Sampling to determine DOC and DON contents was carried out in August 2005 by collecting a sample made up of 10 sub-samples in each subplot with a 6 cm diameter drill bit, and considering four depths up to 40 cm (0-5, 5-10, 10-20, and 20-40 cm). Samples in intensive and semi-intensive rotations were obtained in the season following the sugar beet crop (Rot 1 and Rot 2) and corn (Rot 3 and Rot 4). Meanwhile, in the non-intensive rotations with prairie, the samples were collected in the third season of alfalfa and white clover/English ryegrass (Rot 5 and Rot 6). A total of 192 compound samples were taken (six rotations, two fertilization levels, four depths, and four blocks). Wet sieving (2 mm opening) was applied to the samples and a part was stored in bioclimatic chambers at 4 ºC, and extractions made to determine DON and DOC.
※ ※ ※
▶ _INSTRUCTION 1_:
List the four soil depth intervals that the soil sampling text says were considered.
▶ _INSTRUCTION 2_:
Rename "prairie" as "grassland" in the part of the soil sampling text that opens with the words containing "Sampling to determine" and closes with "DON and DOC.", and give that part again with the change.
The records that follow were taken from a separate source.

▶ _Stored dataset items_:
※ ※ ※
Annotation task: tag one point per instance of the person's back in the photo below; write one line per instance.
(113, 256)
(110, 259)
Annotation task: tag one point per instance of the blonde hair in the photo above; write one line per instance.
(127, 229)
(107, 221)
※ ※ ※
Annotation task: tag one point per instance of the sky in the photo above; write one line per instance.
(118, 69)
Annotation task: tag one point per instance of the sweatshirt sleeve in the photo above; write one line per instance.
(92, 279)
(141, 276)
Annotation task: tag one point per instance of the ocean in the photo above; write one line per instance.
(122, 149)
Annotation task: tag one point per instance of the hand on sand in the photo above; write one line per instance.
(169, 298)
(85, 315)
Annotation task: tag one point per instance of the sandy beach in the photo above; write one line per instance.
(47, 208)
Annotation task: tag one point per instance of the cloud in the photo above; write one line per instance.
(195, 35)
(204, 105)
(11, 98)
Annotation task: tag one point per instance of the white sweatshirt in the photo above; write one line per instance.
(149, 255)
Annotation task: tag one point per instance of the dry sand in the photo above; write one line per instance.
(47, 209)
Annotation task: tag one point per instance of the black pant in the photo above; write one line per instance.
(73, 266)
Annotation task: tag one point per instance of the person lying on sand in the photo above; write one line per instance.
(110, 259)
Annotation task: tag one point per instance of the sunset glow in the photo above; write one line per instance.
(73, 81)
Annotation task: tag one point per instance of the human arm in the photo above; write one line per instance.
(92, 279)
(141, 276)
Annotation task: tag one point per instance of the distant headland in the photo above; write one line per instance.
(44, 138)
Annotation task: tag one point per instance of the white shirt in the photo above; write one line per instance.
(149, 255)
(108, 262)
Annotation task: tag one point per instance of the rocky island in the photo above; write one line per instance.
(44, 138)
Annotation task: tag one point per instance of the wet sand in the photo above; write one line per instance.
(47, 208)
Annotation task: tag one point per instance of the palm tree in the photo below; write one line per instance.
※ ※ ※
▶ _WORKED ANSWER 1_:
0-5 cm, 5-10 cm, 10-20 cm, 20-40 cm

▶ _WORKED ANSWER 2_:
Sampling to determine DOC and DON contents was carried out in August 2005 by collecting a sample made up of 10 sub-samples in each subplot with a 6 cm diameter drill bit, and considering four depths up to 40 cm (0-5, 5-10, 10-20, and 20-40 cm). Samples in intensive and semi-intensive rotations were obtained in the season following the sugar beet crop (Rot 1 and Rot 2) and corn (Rot 3 and Rot 4). Meanwhile, in the non-intensive rotations with grassland, the samples were collected in the third season of alfalfa and white clover/English ryegrass (Rot 5 and Rot 6). A total of 192 compound samples were taken (six rotations, two fertilization levels, four depths, and four blocks). Wet sieving (2 mm opening) was applied to the samples and a part was stored in bioclimatic chambers at 4 ºC, and extractions made to determine DON and DOC.